Es ist ein Höhepunkt für alle Turner, die daran teilnehmen dürfen: Alle vier Jahre wird die Weltgymnaestrada von der FIG (Fédération Internationale de Gymnastique) ausgerichtet.

Waren in den 50er-Jahren noch bis zu 6000 Turner aus
14 Nationen an den Shows beteiligt, sind es inzwischen über
20 000 aus fast 60 Nationen. Die Geschichte beginnt allerdings bereits im Jahre 1939. Aus Anlass zum 100. Todestag von Turnvater Pehr Henrik Ling wurde unter dem Namen Lingiade ein Weltturnfest der Gymnastik durchgeführt. 30 Nationen machten mit. Eine zweite Austragung nach dem Zweiten Weltkrieg war ein Flop. Es brauchte neue Ideen. 1953 nahm der Holländer Johan François Sommer den Gedanken eines Weltturnfestes wieder auf. Unter dem Motto «Ohne Sieger, aber mit vielen Gewinnern» wurden in Rotterdam die Weltturnspiele wieder ins Leben gerufen. Es sollte eine Erfolgsgeschichte werden.

Ins kalte Wasser
16 Jahre später, oder vor 50 Jahren, schickte das «Bieler Tagblatt» den gelernten Schriftsetzer Heinz Brönnimann, Fotograf und Journalist in einer Person, an die Gymnaestrada nach Basel. «Erst hörte ich nicht richtig. So ein Grossanlass; das war ich mir nicht gewohnt.» Schon bald aber war der Leichtathlet und Turner vom TV Madretsch mit Jahrgang 1931 begeistert. Nicht nur dabei, sondern mittendrin war er auf einmal. Und er sah und bekam mit, welchen Stellenwert die Gymnaestrada weltweit besass. «Für mich ist es nach wie vor der schönste und beste Anlass. Für einmal zählt nicht die Rangliste, sondern nur das Gebotene. Das war derart vielfältig mit Turnern aus vielen Ländern und anderen Kulturen, dass man nur staunen konnte.»

Das Wort «Gymnaestrada» wirke in unserem Land sehr fremd, schrieb Brönnimann damals. «Basel bot in Sachen Gastfreundschaft, Grosszügigkeit und Planung eine Leistung, die man in der Sportsprache mit Weltklasse umschreibt.» Die Begeisterung war aus Brönnimanns Bericht buchstäblich herauszulesen. Er schrieb weiter von «Publicity für die Schweiz». 100 000 Personen haben sich die Aufführungen angesehen. «Ein überwältigender Eindruck in den mannigfaltigsten Variationen», ist nachzulesen.

«Man muss es gesehen haben»
Heinz Brönnimann steht noch heute zu seinen Worten. «Wer nicht persönlich Einblick nehmen kann oder konnte, der hat etwas vom Schönsten in seinem Leben verpasst. Der fachlich Interessierte wird noch auf Jahre hinaus mit ‹Stoff› versorgt sein.» Es sei beeindruckend gewesen, in einem Feld von 500 Medienschaffenden mitzuwirken und ein Teil davon zu sein. «Es gab viele Kontakte und Freundschaften, trotz der Hektik und des Konkurrenzkampfes unter den Medien.»

**GEZEIGTES MATERIAL:**
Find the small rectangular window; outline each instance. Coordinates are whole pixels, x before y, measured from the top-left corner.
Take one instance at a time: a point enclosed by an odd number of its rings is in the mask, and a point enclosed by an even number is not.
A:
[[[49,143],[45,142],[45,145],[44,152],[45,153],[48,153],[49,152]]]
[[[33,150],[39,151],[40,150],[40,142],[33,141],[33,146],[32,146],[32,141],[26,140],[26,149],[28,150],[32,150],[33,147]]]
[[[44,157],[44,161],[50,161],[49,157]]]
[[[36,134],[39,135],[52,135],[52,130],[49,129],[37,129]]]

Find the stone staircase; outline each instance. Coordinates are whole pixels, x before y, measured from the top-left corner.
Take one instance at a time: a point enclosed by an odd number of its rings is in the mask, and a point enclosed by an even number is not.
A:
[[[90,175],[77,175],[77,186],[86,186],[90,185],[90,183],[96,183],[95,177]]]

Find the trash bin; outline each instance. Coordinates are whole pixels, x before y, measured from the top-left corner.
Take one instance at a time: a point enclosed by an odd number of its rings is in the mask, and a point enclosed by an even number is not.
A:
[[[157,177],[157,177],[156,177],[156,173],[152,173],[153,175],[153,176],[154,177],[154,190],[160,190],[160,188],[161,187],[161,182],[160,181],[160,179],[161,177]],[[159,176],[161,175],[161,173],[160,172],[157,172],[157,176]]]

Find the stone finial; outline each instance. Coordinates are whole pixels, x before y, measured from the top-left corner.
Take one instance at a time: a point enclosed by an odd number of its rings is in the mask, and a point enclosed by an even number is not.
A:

**ZU ERLEDIGENDE AUFGABEN:**
A - Ersetzen Sie im Text über die Weltgymnaestrada von „Es ist ein Höhepunkt“ bis „de Gymnastique) ausgerichtet.“ den Ausdruck „Höhepunkt“ durch „Glanzpunkt“, und geben Sie diesen Abschnitt wieder.
B - Setzen Sie den Text über die Weltgymnaestrada im Anschluss an seinen letzten Satz fort.

**ANTWORTEN JE AUFGABE:**
A -
Es ist ein Glanzpunkt für alle Turner, die daran teilnehmen dürfen: Alle vier Jahre wird die Weltgymnaestrada von der FIG (Fédération Internationale de Gymnastique) ausgerichtet.

B -
Es waren auch die immensen Unterschiede in der Infrastruktur, die Heinz Brönnimann bei seinen Reisen zu den Gymnaestraden prägten. «In ein Olympiastadion einzulaufen, wie in Amsterdam oder Berlin, ist natürlich etwas anderes, als wenn die Sache auf einem Märitplatz wie in Herning über die Bühne geht.» Ob da oder dort, der Charme dieser Veranstaltung bleibt, egal, wo geturnt wird, egal, wo die Eröffnungsfeiern stattfinden. Brönnimann sagt: «Weil die Turner eben klar im Mittelpunkt stehen.»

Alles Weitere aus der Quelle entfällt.